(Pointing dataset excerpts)
****************************************
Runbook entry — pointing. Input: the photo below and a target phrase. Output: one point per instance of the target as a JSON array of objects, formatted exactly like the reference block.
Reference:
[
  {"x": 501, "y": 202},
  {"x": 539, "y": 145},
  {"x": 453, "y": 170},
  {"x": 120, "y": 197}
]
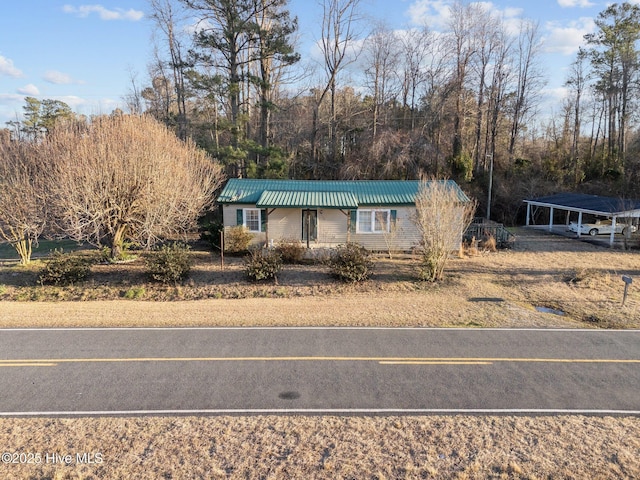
****************************************
**GIVEN EXERCISE:** Copy the data above line for line without any changes, and leave the pictures out of your copy.

**SOLUTION BELOW:**
Runbook entry — pointing. Input: the photo below and a target phrase. Output: one point per instance of the target as a JSON array of objects, formatted exactly like the reference block.
Reference:
[
  {"x": 501, "y": 202},
  {"x": 539, "y": 145},
  {"x": 453, "y": 170},
  {"x": 120, "y": 197}
]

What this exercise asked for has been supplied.